* _Material supplied_:

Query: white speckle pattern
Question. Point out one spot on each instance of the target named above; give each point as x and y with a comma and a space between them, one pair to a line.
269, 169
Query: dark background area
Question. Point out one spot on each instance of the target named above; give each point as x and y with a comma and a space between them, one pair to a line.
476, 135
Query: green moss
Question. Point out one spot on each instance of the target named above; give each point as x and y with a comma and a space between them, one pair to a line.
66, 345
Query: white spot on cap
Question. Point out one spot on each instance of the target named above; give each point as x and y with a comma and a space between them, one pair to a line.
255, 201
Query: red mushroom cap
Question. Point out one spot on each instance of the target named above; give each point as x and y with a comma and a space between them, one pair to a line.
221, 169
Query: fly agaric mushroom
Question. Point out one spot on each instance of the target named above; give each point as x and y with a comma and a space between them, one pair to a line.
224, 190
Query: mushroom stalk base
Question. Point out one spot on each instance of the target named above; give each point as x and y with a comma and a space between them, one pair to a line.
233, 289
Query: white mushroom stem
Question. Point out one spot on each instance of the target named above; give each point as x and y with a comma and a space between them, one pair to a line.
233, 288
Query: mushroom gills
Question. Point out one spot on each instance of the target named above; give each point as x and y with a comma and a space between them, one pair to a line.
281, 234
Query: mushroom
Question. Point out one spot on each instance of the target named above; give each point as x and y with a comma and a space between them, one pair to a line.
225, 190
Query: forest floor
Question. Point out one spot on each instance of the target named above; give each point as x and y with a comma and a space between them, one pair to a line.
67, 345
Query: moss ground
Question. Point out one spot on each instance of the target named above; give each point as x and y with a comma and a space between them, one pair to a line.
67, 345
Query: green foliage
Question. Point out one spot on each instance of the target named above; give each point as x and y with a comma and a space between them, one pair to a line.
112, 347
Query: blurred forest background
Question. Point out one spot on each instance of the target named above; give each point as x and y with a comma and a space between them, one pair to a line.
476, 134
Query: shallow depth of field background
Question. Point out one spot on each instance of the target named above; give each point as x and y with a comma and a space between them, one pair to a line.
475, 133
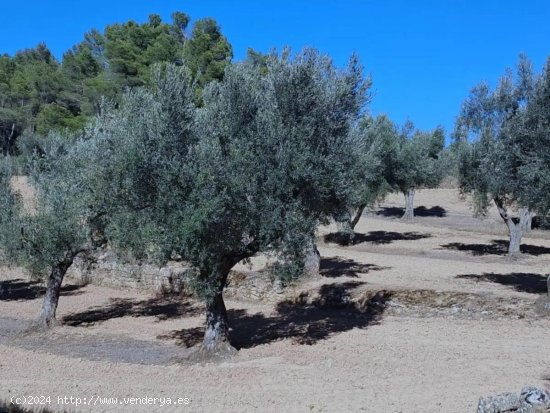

* _Problem description_: Can you copy out every row above again word for word, leaving out the picture?

* _Answer to the task_:
Query: white speckle pattern
Question. Point out one spot on each instance of the target named above; give each point as x and y with a comma and a space between them, one pair to a line.
269, 169
Query: dark background area
Question. Point out one spot on each instance of the target named above; give each point as x and y with a comma and a space between them, one pair to a line.
476, 135
Query: green moss
Question. Point out one spot on each instance of the target named above; give each point as x and y with a comma and a space between them, one pair to a line.
66, 345
Query: white spot on cap
Question. Point out one spot on each instance of the target named above; give each point as x and y with a comma and a space between them, one pair to a line.
255, 201
Query: red mushroom cap
Question. Point out one spot on each instance of the target named above; give each point as x and y with a comma and a space between them, one pair to a line.
221, 169
Query: fly agaric mushroom
Question. Point out one spot on each instance of the target named above; give each point as x and y with a comma and a space between them, one pair to a line.
224, 190
Query: mushroom stalk base
Question. Point out one spot on each instance of the target named above; give each point as x and y with a comma and a space between them, one pair to a line.
233, 289
Query: white mushroom stem
Question. Point out one spot on each instance of the target named above; give each point as x and y with a comma and a space between them, one pair to a line.
233, 288
Query: mushroom gills
Question. Point out one spot on each instance of the target named above; give each point as x and y with a comma and a space between them, one pair to a line.
281, 234
Query: mushroom
Question. Point out one spot on each instance of the target named above; give each point as x and y with a comma and a space between them, one pair to a line.
225, 190
Query: forest floor
Question. Point out one spot on each instance of the target named above; give each point as x and y with a comma and a space between them, one pair to a line.
67, 345
Query: moss ground
Question. Point out one spot on each instance of the target named above; give each point as x and y with a comma and a space between them, one pair to a line.
67, 345
Query: green foliage
Question. Point out one spot on each instance of the target named above; give each point as x and y with a comma and a space between them, one pair to a line.
112, 347
Query: blurred forest background
Question. Point out one spot on each instance of the target named above; give each point as x and y with a comma and a space between them, one pair to a line.
476, 134
Query: shallow depth of field background
Question. Point out one spot on each instance of the target named above; give each point as x and y with a comma and a space between them, one pair to a line.
475, 133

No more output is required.